## Set task
Express everything in the records below, from the line containing "Can you find the asphalt" down to the line containing "point(595, 71)", as a JSON list of strings with one string per line and blank lines left out. Include both of those lines and nothing outside that span.

## Supplied information
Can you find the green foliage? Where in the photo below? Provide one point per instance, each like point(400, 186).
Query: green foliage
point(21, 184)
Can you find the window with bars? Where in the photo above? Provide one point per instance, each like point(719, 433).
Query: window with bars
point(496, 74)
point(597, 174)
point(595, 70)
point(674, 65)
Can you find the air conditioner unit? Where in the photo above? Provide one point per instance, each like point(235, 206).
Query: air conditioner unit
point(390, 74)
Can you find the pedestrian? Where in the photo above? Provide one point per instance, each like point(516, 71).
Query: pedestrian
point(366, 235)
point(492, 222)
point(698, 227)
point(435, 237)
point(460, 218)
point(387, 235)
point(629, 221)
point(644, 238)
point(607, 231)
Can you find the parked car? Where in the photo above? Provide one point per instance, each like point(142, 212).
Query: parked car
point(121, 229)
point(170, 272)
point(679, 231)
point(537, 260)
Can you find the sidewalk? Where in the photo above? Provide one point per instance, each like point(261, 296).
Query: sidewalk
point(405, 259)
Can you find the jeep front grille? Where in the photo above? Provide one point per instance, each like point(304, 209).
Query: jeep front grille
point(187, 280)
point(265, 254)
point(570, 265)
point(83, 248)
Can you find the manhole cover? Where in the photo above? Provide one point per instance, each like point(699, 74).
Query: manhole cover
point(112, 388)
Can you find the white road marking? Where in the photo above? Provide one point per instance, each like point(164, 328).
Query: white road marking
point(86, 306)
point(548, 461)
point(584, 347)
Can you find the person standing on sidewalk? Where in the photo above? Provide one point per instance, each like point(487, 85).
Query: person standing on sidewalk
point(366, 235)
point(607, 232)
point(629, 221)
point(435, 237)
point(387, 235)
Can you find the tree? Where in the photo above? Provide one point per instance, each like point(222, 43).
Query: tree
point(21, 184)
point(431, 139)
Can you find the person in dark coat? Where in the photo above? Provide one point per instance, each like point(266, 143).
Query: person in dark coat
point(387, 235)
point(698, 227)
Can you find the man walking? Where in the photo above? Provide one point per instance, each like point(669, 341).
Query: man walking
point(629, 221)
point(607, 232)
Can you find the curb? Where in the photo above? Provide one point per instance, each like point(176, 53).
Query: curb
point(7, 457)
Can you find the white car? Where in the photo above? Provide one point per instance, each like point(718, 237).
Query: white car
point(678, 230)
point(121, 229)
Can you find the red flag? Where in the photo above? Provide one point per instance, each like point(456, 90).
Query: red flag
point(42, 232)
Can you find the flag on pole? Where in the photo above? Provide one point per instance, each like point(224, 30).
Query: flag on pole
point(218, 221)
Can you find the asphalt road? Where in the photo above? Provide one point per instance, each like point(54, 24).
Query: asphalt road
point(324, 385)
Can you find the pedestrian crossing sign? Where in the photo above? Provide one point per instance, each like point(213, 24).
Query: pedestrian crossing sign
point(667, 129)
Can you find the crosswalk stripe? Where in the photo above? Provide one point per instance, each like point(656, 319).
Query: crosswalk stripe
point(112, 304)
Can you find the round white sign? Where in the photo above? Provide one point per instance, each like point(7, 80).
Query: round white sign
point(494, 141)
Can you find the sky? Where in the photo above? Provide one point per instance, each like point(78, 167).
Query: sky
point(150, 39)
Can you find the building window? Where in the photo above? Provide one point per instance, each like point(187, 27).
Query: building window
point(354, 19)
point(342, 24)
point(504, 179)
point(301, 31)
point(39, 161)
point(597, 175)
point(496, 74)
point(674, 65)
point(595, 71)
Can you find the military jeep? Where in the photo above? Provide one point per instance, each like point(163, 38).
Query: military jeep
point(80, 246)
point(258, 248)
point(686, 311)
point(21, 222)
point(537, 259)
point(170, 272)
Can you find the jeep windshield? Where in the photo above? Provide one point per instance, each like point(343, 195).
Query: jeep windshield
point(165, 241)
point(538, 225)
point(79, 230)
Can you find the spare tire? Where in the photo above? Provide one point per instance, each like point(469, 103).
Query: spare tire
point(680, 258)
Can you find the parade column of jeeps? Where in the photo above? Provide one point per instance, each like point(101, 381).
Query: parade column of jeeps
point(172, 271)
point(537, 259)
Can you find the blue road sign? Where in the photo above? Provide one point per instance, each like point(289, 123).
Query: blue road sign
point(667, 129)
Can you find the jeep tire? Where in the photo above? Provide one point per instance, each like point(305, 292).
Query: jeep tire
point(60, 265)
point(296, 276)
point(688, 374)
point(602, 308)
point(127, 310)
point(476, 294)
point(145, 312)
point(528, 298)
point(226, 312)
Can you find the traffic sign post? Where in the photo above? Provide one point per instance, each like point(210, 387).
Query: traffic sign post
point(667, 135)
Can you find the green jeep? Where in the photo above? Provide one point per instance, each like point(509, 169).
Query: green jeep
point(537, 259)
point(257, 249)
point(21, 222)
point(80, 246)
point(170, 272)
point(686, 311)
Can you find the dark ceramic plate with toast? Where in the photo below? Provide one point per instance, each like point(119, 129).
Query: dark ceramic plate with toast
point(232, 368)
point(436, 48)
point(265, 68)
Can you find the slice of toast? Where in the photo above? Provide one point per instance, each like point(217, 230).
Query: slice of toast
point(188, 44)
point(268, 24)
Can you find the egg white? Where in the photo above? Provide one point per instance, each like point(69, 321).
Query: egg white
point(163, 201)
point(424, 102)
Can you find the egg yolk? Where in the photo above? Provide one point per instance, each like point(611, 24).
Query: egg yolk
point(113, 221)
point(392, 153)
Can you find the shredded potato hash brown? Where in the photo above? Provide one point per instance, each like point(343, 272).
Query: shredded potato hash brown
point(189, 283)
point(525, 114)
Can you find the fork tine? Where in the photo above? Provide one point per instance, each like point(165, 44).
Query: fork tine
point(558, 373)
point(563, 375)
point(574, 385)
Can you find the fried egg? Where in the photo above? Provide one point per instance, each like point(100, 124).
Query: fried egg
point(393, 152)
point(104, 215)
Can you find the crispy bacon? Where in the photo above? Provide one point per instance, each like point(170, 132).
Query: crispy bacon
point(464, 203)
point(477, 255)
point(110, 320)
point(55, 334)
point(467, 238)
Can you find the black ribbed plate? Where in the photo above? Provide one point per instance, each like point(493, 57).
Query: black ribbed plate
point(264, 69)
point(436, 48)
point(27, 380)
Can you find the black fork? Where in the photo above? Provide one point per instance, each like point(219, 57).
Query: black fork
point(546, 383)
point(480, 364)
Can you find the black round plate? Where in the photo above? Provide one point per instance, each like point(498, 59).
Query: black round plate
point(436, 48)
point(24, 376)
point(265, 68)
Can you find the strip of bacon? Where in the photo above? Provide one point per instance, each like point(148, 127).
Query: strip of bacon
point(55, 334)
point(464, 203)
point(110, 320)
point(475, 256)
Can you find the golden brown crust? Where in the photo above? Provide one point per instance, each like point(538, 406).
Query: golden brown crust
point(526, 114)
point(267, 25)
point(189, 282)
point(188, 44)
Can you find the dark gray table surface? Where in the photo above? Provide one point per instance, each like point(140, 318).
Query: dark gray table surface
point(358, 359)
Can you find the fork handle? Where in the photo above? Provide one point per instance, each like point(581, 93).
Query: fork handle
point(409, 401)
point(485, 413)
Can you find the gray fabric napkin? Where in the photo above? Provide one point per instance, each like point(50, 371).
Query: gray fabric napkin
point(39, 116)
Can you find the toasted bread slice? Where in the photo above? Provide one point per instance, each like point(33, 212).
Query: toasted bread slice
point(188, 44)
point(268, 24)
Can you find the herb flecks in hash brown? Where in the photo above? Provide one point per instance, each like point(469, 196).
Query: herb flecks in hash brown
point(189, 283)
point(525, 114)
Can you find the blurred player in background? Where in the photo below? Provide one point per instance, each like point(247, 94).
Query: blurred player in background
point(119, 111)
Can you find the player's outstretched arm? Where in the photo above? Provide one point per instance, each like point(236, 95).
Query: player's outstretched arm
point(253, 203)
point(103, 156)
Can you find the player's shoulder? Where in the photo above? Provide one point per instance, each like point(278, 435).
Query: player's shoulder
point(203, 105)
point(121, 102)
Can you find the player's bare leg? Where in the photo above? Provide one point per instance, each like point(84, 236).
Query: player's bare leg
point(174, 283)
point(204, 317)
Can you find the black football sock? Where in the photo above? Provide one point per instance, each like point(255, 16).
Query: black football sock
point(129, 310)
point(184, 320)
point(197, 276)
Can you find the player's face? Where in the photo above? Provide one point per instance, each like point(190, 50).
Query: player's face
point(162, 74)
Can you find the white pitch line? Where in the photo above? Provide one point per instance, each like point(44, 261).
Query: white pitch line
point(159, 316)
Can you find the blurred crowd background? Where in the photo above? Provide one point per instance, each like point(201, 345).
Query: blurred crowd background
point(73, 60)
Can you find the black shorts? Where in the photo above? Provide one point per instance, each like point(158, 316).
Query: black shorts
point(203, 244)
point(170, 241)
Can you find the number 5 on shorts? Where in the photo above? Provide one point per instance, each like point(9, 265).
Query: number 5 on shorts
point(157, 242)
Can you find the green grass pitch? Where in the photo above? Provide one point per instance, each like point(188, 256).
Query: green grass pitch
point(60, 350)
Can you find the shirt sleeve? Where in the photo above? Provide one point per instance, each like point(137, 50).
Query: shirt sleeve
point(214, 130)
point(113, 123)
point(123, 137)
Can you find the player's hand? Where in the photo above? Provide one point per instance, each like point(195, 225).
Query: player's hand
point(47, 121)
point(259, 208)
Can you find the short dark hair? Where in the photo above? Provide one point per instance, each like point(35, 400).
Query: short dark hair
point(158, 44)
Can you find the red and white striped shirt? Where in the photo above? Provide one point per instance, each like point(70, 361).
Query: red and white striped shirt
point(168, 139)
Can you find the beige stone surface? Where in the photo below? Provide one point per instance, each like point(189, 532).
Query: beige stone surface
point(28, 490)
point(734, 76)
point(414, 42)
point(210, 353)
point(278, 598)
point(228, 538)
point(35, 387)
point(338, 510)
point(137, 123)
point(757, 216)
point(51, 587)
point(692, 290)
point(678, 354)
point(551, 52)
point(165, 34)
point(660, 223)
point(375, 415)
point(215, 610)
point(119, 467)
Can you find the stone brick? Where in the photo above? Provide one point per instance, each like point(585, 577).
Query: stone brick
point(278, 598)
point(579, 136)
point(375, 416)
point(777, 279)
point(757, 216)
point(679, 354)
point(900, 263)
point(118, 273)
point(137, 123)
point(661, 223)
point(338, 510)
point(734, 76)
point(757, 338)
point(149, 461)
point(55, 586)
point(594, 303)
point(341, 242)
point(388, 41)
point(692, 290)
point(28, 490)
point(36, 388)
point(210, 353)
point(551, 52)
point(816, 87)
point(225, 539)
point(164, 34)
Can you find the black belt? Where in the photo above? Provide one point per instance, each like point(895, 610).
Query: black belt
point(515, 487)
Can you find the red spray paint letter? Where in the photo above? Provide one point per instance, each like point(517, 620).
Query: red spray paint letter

## Solution
[
  "Can you find the asphalt road? Where in the photo above? Provide one point per instance, each like point(54, 24).",
  "Query: asphalt road",
  "point(324, 385)",
  "Can you find the pedestrian crossing sign? Where in the photo above? Provide one point per instance, each like point(213, 24).",
  "Query: pedestrian crossing sign",
  "point(667, 129)",
  "Can you find the crosswalk stripe? Where in the photo above? Provide one point per instance, each like point(656, 319).",
  "Query: crosswalk stripe",
  "point(112, 304)",
  "Can you find the round white sign? Where in the photo above? Provide one point per instance, each like point(7, 80).",
  "Query: round white sign",
  "point(494, 141)",
  "Can you find the sky? Where in the photo above? Provide one point per instance, each like point(78, 167).",
  "Query: sky",
  "point(150, 39)",
  "Can you find the building window? Where in the photo above? Provide one point per instance, each like point(187, 27).",
  "Query: building window",
  "point(354, 19)",
  "point(342, 24)",
  "point(504, 179)",
  "point(301, 31)",
  "point(39, 161)",
  "point(597, 175)",
  "point(496, 74)",
  "point(674, 65)",
  "point(595, 71)"
]